* [Written problem]
Rescale the lines below, beginning at the line that has "Extract white wall from this picture." and stopping after the line that has "97;50;103;81": repeat each line, requests included, with every box coordinate in the answers multiplied by 0.75 and rounded to a whole number, halves up. Leave the requests and their sample coordinates unchanged.

###

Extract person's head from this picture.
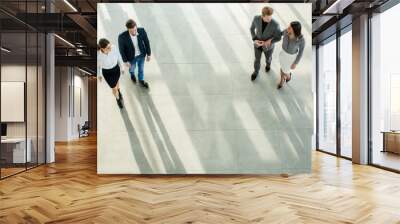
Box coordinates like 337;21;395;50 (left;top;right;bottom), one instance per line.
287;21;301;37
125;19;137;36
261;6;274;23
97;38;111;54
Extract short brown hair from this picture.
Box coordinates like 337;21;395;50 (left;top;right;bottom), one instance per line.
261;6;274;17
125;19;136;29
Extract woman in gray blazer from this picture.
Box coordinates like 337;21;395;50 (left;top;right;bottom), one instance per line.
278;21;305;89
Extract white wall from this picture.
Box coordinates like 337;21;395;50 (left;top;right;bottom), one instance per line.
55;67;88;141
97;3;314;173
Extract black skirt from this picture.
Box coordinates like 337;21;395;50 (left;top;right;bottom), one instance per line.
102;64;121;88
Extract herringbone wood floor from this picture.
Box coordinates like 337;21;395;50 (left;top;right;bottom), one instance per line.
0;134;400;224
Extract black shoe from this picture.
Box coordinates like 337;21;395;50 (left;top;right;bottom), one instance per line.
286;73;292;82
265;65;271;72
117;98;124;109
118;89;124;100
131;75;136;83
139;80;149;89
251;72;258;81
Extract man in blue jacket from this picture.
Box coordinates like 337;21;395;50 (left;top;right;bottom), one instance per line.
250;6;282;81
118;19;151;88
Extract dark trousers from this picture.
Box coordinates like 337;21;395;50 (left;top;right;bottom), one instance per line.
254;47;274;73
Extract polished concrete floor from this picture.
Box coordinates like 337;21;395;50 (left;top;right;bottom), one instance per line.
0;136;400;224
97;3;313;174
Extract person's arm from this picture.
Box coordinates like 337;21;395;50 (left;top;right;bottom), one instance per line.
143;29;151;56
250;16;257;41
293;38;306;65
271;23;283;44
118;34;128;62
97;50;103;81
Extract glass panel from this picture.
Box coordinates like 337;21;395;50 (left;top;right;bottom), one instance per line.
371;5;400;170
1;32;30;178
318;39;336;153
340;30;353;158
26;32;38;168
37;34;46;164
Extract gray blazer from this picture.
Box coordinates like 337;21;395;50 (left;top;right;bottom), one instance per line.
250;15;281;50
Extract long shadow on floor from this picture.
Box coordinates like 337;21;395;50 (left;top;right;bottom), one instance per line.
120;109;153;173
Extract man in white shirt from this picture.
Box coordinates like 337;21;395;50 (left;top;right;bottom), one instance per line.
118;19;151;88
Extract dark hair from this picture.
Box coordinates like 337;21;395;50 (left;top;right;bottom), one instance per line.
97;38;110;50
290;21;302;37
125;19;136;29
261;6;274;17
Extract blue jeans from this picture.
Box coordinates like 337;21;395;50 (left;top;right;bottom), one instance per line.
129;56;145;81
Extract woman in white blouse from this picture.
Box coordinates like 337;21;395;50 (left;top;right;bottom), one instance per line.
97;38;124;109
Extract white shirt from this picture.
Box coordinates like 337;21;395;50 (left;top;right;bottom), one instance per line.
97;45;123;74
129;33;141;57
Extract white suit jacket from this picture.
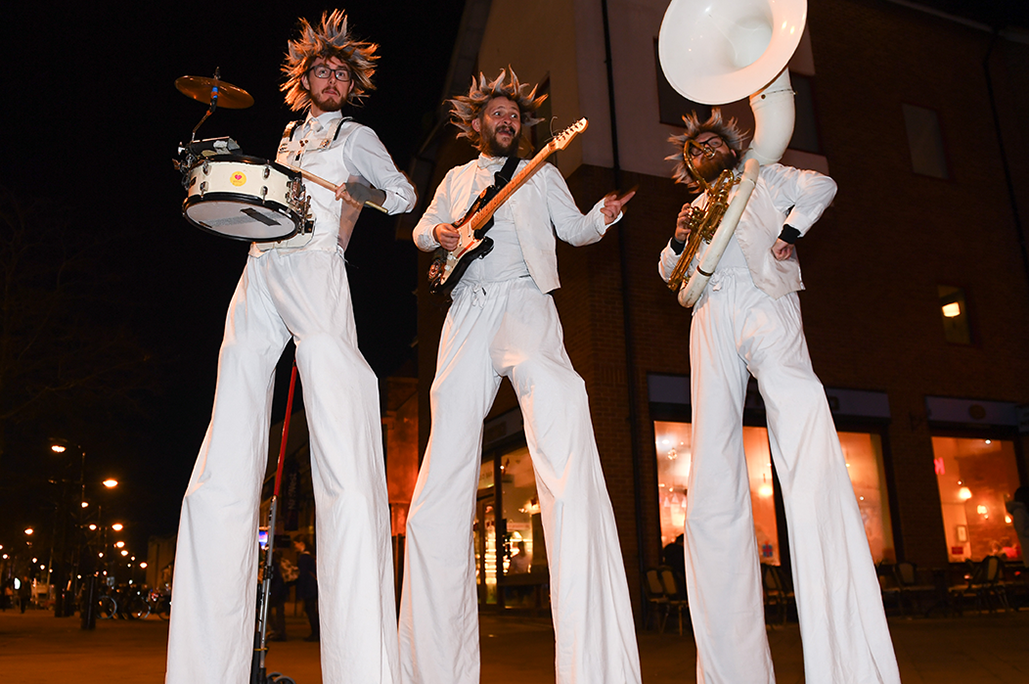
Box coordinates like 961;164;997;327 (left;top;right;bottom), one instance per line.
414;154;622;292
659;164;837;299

###

* [Response to this task]
Extract white wall from this picture.
Box coordinates like 337;21;395;50 (left;top;right;bottom), one instance per line.
41;50;66;106
73;2;236;130
Extract black skirt from this picture.
Box coordinates like 337;21;395;50 (left;top;right;bottom), one instance per line.
77;48;91;66
Extract herringbone wood floor from this picture.
Box coordinates like 337;21;395;50 (left;top;right;bottom), one instance per line.
0;101;300;168
Extract black shoe from this picture.
Box coordinates like 337;21;395;50 (left;top;right;bottom), one instance per line.
215;55;219;62
199;49;203;54
88;74;93;82
89;67;93;75
98;56;102;62
104;60;112;67
188;54;194;61
Extract man in blue jacket from this picture.
Box coordinates like 337;21;395;50 (left;top;right;bottom), one instance per line.
188;5;212;61
89;14;113;66
Extract dark trousers from this picture.
Box coordinates like 337;21;395;50 (left;top;right;bottom), one instance per line.
191;35;206;55
Extract polished concrete floor from this picture.
Box coordinates like 337;21;395;50 (left;top;right;bottom), one instance per line.
0;102;300;168
73;2;235;131
Extract person's arm from this picture.
Box coordinates like 337;21;395;50 (left;top;right;bottom), one instance per line.
107;22;113;42
188;12;193;31
220;29;230;49
203;17;212;33
89;26;96;47
73;38;77;61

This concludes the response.